Input material
┌────────
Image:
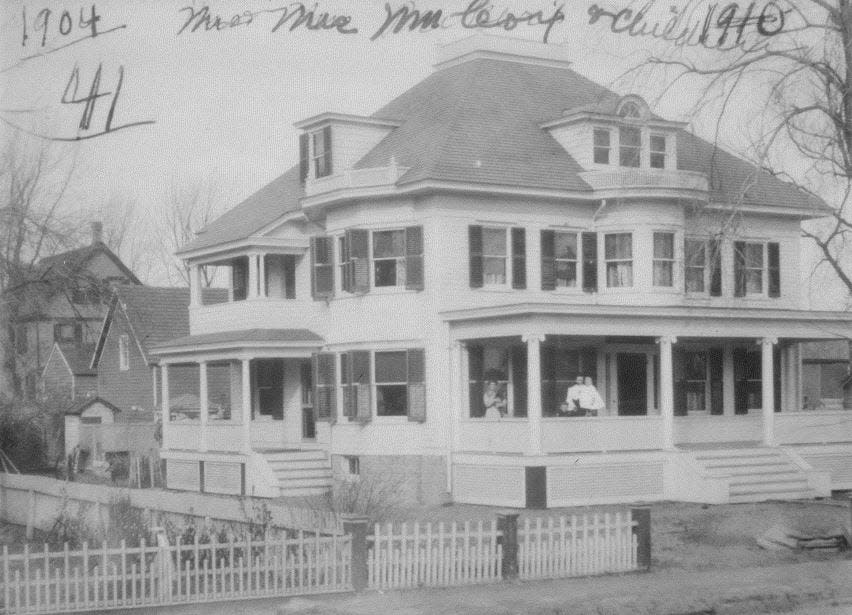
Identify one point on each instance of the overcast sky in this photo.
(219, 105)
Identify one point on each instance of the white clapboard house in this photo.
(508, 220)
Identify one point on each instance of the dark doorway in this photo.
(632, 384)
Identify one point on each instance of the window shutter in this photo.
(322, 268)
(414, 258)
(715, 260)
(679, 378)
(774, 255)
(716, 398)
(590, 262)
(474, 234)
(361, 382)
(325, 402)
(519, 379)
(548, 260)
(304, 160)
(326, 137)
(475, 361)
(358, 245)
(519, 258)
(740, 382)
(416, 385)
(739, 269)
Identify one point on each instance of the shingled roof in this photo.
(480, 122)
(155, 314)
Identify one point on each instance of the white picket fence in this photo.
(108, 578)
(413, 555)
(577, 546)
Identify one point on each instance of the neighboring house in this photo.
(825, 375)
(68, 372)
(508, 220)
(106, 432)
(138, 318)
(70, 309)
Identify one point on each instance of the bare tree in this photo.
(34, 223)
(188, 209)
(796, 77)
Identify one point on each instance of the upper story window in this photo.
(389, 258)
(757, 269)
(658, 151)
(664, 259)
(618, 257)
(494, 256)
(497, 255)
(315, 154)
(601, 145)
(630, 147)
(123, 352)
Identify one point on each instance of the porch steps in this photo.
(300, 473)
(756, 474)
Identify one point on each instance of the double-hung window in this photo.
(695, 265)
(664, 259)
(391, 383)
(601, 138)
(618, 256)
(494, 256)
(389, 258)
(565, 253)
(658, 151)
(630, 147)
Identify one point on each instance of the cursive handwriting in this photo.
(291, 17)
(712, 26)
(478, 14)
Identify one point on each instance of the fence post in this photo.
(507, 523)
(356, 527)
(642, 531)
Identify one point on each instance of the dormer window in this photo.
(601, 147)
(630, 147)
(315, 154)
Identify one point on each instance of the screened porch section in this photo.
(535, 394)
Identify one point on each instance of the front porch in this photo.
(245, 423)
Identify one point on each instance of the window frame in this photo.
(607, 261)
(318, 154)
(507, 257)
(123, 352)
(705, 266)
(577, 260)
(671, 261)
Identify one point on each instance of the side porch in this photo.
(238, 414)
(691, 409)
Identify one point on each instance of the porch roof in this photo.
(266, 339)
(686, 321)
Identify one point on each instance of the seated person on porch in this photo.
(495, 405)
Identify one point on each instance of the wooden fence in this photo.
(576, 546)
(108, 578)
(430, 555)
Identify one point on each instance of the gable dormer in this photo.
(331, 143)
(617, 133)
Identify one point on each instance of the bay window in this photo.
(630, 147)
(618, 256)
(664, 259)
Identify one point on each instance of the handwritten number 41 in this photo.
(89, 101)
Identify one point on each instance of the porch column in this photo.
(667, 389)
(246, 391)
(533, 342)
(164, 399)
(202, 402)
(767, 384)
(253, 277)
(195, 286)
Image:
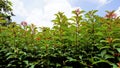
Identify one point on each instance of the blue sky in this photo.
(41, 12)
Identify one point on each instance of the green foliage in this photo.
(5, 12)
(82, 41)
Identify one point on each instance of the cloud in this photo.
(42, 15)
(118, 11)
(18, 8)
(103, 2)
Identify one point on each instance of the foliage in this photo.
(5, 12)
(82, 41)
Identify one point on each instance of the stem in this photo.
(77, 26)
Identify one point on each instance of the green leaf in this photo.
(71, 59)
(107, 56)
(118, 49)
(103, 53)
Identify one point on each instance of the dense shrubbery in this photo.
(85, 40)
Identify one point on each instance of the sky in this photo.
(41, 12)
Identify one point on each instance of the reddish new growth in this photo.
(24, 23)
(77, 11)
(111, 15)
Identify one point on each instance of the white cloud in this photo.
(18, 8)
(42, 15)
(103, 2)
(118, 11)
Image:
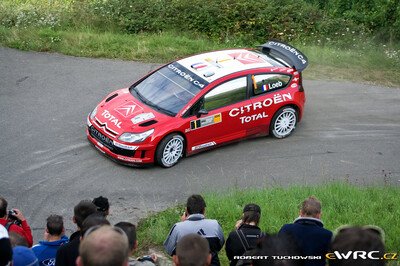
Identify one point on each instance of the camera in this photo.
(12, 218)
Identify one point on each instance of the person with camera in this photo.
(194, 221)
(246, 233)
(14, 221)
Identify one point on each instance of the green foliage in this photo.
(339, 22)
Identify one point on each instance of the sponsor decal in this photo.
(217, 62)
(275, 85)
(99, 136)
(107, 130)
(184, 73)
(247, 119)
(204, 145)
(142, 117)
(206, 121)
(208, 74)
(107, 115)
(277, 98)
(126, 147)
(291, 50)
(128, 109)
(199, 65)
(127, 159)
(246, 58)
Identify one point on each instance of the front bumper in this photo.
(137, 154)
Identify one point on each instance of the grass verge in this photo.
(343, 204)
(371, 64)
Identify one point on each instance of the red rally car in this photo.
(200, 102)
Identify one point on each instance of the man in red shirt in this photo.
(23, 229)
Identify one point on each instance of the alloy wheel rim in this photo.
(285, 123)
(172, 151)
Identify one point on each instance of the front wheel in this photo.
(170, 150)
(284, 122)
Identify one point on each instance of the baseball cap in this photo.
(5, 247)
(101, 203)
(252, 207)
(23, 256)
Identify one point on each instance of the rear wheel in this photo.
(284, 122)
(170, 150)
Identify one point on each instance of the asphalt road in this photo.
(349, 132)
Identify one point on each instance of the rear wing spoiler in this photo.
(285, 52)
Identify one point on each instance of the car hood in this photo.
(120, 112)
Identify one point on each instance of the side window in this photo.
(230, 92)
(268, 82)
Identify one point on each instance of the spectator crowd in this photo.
└────────
Short task
Leave every image out, and retype the material exactly.

Completed task
Image:
Identify one point on each instance of the overcast sky in this photo.
(219, 105)
Identify one point on each instance of the white clapboard house in this photo.
(508, 220)
Identify one point on each instance of the dark doorway in this photo.
(632, 384)
Identify one point on each instance of the window shutter in this photo.
(322, 268)
(414, 258)
(715, 260)
(679, 378)
(774, 255)
(716, 398)
(590, 262)
(474, 234)
(361, 382)
(325, 402)
(519, 379)
(548, 260)
(304, 160)
(326, 137)
(475, 361)
(358, 245)
(519, 258)
(740, 382)
(416, 385)
(739, 269)
Identify one point on each instance of the shingled roof in this photo.
(480, 122)
(155, 314)
Identify one point on each instance of the white picket fence in this photo.
(108, 578)
(413, 555)
(577, 546)
Identify one point on each instance of the neighboring house in this photo.
(825, 375)
(68, 372)
(508, 220)
(106, 432)
(138, 318)
(70, 309)
Identify one point on each instance of the bare tree in this photo.
(34, 223)
(188, 209)
(796, 77)
Identify one point on each instance of the upper story window in this photo.
(389, 258)
(757, 269)
(658, 151)
(664, 259)
(618, 257)
(494, 256)
(497, 255)
(315, 154)
(601, 145)
(630, 147)
(123, 352)
Identify one point on each instance of the porch steps in this photo.
(300, 473)
(756, 474)
Identify one point on each instance of the double-hung window in this photo.
(695, 265)
(664, 259)
(391, 383)
(601, 138)
(618, 256)
(494, 256)
(389, 258)
(565, 253)
(658, 151)
(630, 147)
Identify one point on each instance of the cursive handwriting in this photo.
(291, 17)
(712, 26)
(478, 14)
Identify one point on each instance of the fence post in this photo.
(507, 523)
(356, 527)
(642, 531)
Identify one point on each instance of the dormer window in this photo.
(601, 147)
(630, 147)
(315, 154)
Identify one point on each instance of the screened porch section in this photo.
(535, 394)
Identify one point on each instance of the front porch in this photo.
(245, 423)
Identify one point on each instance of the window frame in this photo.
(607, 261)
(318, 154)
(507, 257)
(123, 352)
(705, 266)
(577, 260)
(671, 261)
Identify one point on each instance of the side porch in this photo.
(238, 414)
(691, 409)
Identify one point on each instance of the porch roof in this photo.
(266, 339)
(686, 321)
Identify one point on each instance of the seated person on porch in this photo.
(495, 405)
Identify one point on each instance of the wooden fence in this photo.
(576, 546)
(108, 578)
(430, 555)
Identify one point on each instance of the gable dormer in this photo.
(331, 143)
(617, 133)
Identify one point on each instance of the bay window in this photo.
(630, 147)
(618, 256)
(664, 259)
Identify one point on each instance of the handwritten number 41 in this photo.
(89, 101)
Identify one point on each instance of the porch column in this photo.
(667, 389)
(246, 391)
(533, 342)
(164, 399)
(202, 402)
(767, 384)
(253, 277)
(195, 286)
Image:
Identify one point on each instance of the blue sky in this photo.
(41, 12)
Identify one point on each instance of the green foliage in this photo.
(5, 12)
(82, 41)
Identify one point on each instance of the cloud in this photo.
(42, 15)
(118, 11)
(18, 8)
(103, 2)
Identify one point on each instance of the foliage in this photo.
(5, 12)
(82, 41)
Identify one point on each instance of the stem in this photo.
(77, 26)
Identify one point on each instance of the green leaf in this photo.
(71, 59)
(107, 56)
(118, 49)
(103, 53)
Identify one point on each instance of the dense shrubbery in this photo.
(85, 40)
Identify one point on each instance of the sky in this photo.
(41, 12)
Identify one point on each instance of the reddish new growth in this photo.
(24, 23)
(77, 11)
(111, 15)
Identify one point on each instance of the white cloud in this photo.
(18, 8)
(42, 15)
(103, 2)
(118, 11)
Image:
Identify one point on each instance of the camera in this photo.
(12, 218)
Identify one point on each instance of the person with camera in this photo.
(194, 221)
(246, 233)
(14, 221)
Identify one point on each instance of the green foliage in this photo.
(339, 22)
Identify one point on each instance of the sponsor decal in this photo.
(217, 62)
(275, 85)
(99, 136)
(107, 130)
(184, 73)
(247, 119)
(204, 145)
(142, 117)
(206, 121)
(208, 74)
(107, 115)
(277, 98)
(126, 147)
(291, 50)
(128, 109)
(199, 65)
(127, 159)
(246, 58)
Identify one point on each instance of the front bumper in this photo.
(137, 154)
Identify one point on each instance of the grass verge in this photo.
(343, 204)
(371, 64)
Identify one point on each instance of the red rally car in this photo.
(200, 102)
Identify one point on each instance of the man in red shirt in this photo.
(23, 229)
Identify one point on each instance of the alloy wheel rim in this photo.
(285, 123)
(172, 151)
Identify one point on each instance of the front wheel in this photo.
(170, 150)
(284, 122)
Identify one point on each instance of the baseball cap in this photo.
(5, 247)
(101, 203)
(252, 207)
(23, 256)
Identify one point on each instance of the rear wheel in this photo.
(284, 122)
(170, 150)
Identify one point on each instance of the asphalt road in this photo.
(349, 132)
Identify one point on each instance of the rear wing spoiler in this photo.
(285, 52)
Identify one point on each instance of the car hood in this photo.
(120, 112)
Identify one point on each instance of the side window in this photo.
(230, 92)
(268, 82)
Identify one point on each instance of the spectator crowd in this photo.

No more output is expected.